[SUPPLIED RECORDS]
------------

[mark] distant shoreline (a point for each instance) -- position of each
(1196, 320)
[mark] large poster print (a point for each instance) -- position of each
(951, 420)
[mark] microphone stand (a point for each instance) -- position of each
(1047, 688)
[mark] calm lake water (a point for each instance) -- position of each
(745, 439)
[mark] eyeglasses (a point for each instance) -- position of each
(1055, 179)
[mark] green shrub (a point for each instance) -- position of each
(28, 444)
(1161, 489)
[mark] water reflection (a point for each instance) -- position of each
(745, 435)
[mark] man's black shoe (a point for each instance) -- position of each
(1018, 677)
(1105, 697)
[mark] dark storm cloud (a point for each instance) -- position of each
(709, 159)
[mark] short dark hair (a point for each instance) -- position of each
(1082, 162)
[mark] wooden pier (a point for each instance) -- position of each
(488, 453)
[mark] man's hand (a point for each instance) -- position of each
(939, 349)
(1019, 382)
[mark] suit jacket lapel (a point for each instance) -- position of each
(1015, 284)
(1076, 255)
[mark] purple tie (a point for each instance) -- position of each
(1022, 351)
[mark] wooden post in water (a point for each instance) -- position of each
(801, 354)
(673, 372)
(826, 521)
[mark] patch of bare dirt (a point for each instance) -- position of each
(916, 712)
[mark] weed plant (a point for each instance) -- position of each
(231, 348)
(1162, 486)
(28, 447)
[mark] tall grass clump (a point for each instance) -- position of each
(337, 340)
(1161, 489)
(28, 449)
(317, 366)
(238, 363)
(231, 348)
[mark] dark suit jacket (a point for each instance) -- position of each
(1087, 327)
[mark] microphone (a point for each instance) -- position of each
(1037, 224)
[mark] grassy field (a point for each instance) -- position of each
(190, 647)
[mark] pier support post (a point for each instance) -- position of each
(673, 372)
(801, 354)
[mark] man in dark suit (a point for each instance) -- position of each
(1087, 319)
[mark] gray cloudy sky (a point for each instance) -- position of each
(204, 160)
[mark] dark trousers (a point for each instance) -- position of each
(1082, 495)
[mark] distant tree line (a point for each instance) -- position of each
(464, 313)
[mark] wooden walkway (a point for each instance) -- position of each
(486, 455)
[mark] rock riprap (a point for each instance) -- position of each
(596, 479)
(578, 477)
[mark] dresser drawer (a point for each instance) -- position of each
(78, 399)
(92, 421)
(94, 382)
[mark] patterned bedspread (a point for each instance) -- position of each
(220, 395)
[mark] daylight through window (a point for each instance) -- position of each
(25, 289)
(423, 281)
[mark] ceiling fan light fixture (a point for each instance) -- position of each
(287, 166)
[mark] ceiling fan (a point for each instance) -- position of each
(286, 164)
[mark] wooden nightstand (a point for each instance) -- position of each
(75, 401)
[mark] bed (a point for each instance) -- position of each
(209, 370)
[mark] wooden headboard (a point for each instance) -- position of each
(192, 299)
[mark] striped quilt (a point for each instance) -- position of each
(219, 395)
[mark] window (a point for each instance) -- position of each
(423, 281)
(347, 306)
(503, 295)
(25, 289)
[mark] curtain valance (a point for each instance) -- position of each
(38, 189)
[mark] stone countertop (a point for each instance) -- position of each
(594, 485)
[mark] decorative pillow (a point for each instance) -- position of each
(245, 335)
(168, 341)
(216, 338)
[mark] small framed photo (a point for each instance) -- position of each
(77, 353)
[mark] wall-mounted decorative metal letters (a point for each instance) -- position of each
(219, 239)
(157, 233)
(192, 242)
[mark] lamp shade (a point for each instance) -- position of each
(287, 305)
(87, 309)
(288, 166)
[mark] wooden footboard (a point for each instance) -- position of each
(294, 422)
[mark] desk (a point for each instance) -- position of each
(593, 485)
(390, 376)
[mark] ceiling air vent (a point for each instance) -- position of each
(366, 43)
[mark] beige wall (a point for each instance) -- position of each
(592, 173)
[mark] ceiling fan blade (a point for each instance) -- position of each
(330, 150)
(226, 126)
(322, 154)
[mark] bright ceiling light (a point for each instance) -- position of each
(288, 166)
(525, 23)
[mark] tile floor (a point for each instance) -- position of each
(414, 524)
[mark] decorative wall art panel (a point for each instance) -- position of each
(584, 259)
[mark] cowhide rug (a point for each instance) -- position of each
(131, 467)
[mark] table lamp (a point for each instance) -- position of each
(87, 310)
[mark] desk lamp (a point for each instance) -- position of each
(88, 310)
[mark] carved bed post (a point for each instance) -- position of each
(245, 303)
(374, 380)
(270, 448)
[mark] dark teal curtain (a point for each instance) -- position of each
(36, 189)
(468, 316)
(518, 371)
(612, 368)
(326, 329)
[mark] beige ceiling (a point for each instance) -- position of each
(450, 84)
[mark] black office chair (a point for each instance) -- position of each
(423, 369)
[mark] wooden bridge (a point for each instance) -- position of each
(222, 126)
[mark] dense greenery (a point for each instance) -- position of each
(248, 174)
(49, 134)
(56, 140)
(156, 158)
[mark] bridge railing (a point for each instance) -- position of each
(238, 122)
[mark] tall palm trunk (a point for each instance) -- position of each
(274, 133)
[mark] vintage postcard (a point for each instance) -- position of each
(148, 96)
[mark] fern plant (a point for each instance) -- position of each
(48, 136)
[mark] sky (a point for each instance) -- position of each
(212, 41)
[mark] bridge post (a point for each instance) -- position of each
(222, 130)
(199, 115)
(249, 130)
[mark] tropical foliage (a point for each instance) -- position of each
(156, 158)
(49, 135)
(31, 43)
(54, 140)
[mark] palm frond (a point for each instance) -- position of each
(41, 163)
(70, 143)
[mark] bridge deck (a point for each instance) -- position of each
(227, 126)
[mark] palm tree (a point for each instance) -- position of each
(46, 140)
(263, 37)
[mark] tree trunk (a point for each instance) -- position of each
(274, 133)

------------

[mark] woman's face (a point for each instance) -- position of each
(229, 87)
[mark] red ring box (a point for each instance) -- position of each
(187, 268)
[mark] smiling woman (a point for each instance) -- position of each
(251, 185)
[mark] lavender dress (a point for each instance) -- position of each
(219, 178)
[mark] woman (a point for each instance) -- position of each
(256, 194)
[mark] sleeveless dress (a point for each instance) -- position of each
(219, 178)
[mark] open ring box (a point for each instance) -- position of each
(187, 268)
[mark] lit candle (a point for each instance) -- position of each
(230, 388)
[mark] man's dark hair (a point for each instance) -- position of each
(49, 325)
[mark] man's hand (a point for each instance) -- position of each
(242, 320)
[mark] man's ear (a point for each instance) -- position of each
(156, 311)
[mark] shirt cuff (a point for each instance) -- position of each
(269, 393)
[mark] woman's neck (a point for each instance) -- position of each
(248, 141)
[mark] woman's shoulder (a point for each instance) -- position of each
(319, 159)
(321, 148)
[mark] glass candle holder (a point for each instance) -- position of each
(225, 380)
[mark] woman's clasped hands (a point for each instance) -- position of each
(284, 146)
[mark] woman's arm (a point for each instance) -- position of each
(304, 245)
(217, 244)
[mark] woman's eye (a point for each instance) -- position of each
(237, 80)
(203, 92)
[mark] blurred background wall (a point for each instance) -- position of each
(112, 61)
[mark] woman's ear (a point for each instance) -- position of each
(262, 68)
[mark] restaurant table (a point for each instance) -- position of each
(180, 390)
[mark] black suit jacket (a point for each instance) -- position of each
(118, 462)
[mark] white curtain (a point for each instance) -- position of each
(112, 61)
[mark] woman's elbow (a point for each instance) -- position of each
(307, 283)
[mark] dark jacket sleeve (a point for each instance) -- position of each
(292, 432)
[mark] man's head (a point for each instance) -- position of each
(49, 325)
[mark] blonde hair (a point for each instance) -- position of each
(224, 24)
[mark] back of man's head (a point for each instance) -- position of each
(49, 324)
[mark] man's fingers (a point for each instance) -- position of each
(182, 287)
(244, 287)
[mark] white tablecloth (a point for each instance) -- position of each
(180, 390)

------------

Filter the items above and copy every line that contains the word "beige", treating uppercase and lowercase as different.

[RESULT OF THE EXERCISE]
[mark] beige wall (a point for each instance) -- position of each
[mark] beige ceiling (a point for each instance) -- position of each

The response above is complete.